> [ОТРЫВОК]:
_ _ _ _

Ранее мы уже упоминали о том, что Иван Калита сумел избавить московские владения от разбойников и грабителей. О чем свидетельствует сей весьма примечательный факт? И в чем причина столь неожиданного успеха? Ведь подобная задача стояла перед правителями во все времена и во всех странах, но решить ее удавалось крайне редко. Конечно же, дело здесь не в настойчивости и решительности самого Ивана. Современному российскому читателю совершенно очевидно, что, например, несмотря на наличие, более чем решительного Президента, глубоко коррумпированные и совершенно разложившиеся органы государственного принуждения никогда не смогут обуздать преступность в стране. Объяснялся же этот успех московского правительства, прежде всего, продолжавшимся ростом уровня пассионарного напряжения. Достигнутый уровень пассионарности позволил энергичным людям навязать обществу и его служилой части стереотип поведения, основанный, прежде всего, на чувстве долга и ответственности за порученное дело. Человек, на своем месте, верно служащий Отечеству, стал вызывать уважение, и ему начали подражать. Вот почему москвичам удалось решить задачу, недоступную народам, живущим в «другие времена».

Эти же люди с чувством долга помогли Ивану Калите освоить и навсегда привязать к Москве приобретенные им земли. Так что к концу правления Калиты под его контролем оказалось большая часть земель Великого Владимирского княжества, за исключением Твери, Ярославля да Суздаля с Нижним Новгородом. И хотя формально  княжества Ростовское, Дмитров-Галицкое, Белозерское и Стародубское еще сохраняли самостоятельность, но никакого политического веса они не имели, а их князья «ходили в полной воле» Калиты.


Территориальный рост Московского княжества от Даниила до Ивана III

 

Но не только служилые люди с чувством долга могли рассчитывать на достойную оценку своих заслуг со стороны общества и государя. Москва, жестоко притеснявшая и разорявшая тяглых людей в других княжествах, всячески старалась привлечь смердов на свои земли. Калите предание приписывает издание «Земледельческого закона», в котором добросовестным землепашцам предоставлялись различные льготы. Помимо привлечения переселенцев, Иван огромные суммы  тратил на выкуп пленников из Орды, также выводя их на свои земли. И эти новые насельники, принимая стереотип поведения московской консорции, в прямом и переносном смысле платили ему за это с торицей.

_ _ _ _

> [ЧТО НУЖНО СДЕЛАТЬ]:
1: Какие земли Великого Владимирского княжества, согласно отрывку, к концу правления Калиты не находились под его контролем?
2: Перепишите из отрывка фрагмент между словами «Но не только» и «это с торицей.» включительно.

> [Сохранённые записи]:
_ _ _ _

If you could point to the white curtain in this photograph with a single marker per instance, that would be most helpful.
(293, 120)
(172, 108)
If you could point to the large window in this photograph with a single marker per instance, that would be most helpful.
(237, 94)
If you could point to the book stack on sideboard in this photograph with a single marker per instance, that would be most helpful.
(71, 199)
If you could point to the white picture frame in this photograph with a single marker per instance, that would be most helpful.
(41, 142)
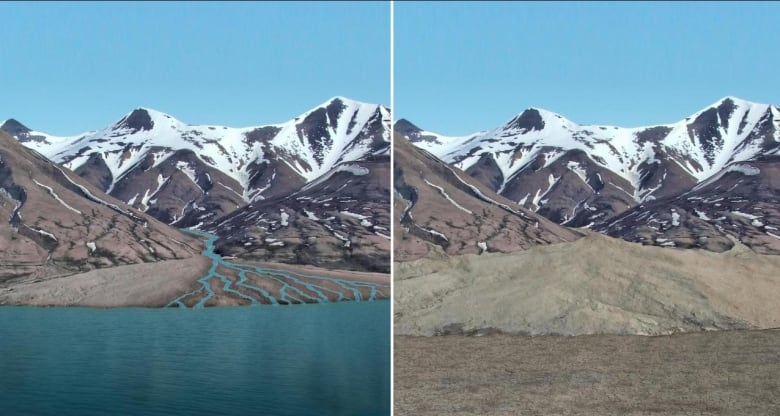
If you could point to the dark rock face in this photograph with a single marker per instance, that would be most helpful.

_ _ _ _

> [ОТВЕТЫ К ЗАДАНИЯМ]:
1: Тверь, Ярославль и Суздаль с Нижним Новгородом.

2:
Но не только служилые люди с чувством долга могли рассчитывать на достойную оценку своих заслуг со стороны общества и государя. Москва, жестоко притеснявшая и разорявшая тяглых людей в других княжествах, всячески старалась привлечь смердов на свои земли. Калите предание приписывает издание «Земледельческого закона», в котором добросовестным землепашцам предоставлялись различные льготы. Помимо привлечения переселенцев, Иван огромные суммы  тратил на выкуп пленников из Орды, также выводя их на свои земли. И эти новые насельники, принимая стереотип поведения московской консорции, в прямом и переносном смысле платили ему за это с торицей.